*TEXTE DU DOCUMENT*:
= = = =

L’impérialisme employé au singulier se détache de plus en plus des
États particuliers pour s’identifier à l’ensemble des économies
développées capitalistes qui exercent leur « effet de domination » [19]
sur l’économie du monde non-socialiste. Le terme a totalement perdu son
sens propre, pour s’identifier à celui d’exploitation économique.
Ainsi la colonisation est-elle perçue comme domination,
et la domination comme instrument de l’exploitation. Dans la
représentation commune, un peuple colonisé est un peuple dominé et
exploité. Qu’est-ce que l’exploitation ? L’exploitation est l’action de
mettre en valeur un bien quelconque, c’est-à-dire d’en tirer profit. De
ce sens général plusieurs acceptions sont dérivées, de tonalités
neutres, laudatives, ou péjoratives : un exploitant n’est pas un
exploiteur.

= = = =

*DONNÉES PRÉSENTÉES*:

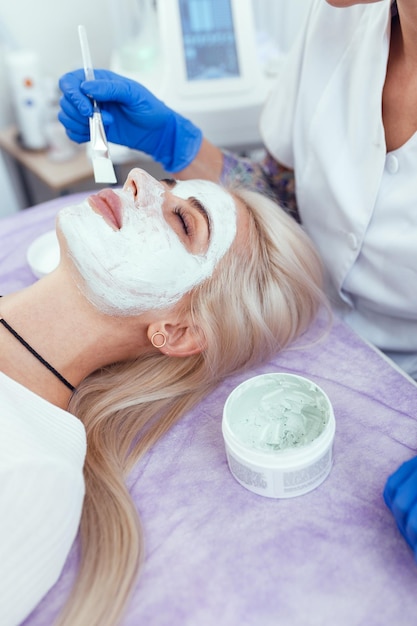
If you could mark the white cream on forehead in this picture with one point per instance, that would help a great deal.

= = = =

*CONSIGNES DE L'EXERCICE*:
1. Pouvez-vous mettre à jour le passage du texte sur l'impérialisme qui commence à « L’impérialisme employé au » et se termine à « celui d’exploitation économique. », en y remplaçant « développées » par « avancées » ?
2. Pouvez-vous écrire la suite du texte sur l'impérialisme à partir de l'endroit où il s'arrête ?
Les données constituent un matériau distinct du texte sur l'impérialisme.

*LISTE DES RÉPONSES*:
1.
L’impérialisme employé au singulier se détache de plus en plus des
États particuliers pour s’identifier à l’ensemble des économies
avancées capitalistes qui exercent leur « effet de domination » [19]
sur l’économie du monde non-socialiste. Le terme a totalement perdu son
sens propre, pour s’identifier à celui d’exploitation économique.

2.
Le sens neutre est strictement économique et privé de
toute coloration morale. On peut exploiter une terre, une forêt, des
mines : l’exploitation foncière, forestière, minière, désigne aussi bien
l’action que son objet. Le sens laudatif découle d’une exaltation
religieuse ou prométhéenne de l’action humaine qui transforme la face de
la terre en soumettant la nature à ses desseins. La découverte et
l’utilisation des ressources dormantes sont une valorisation de la
nature. L’homme est le roi de la Création et Dieu l’a mis sur la terre
pour qu’il la travaille. C’est pourquoi « l’humanité ne doit pas, ne
peut pas souffrir que l’incapacité, l’incurie, la paresse des peuples
sauvages laissent indéfiniment sans emploi les richesses que Dieu leur a
confiées avec mission de les faire servir au bien de tous » [20].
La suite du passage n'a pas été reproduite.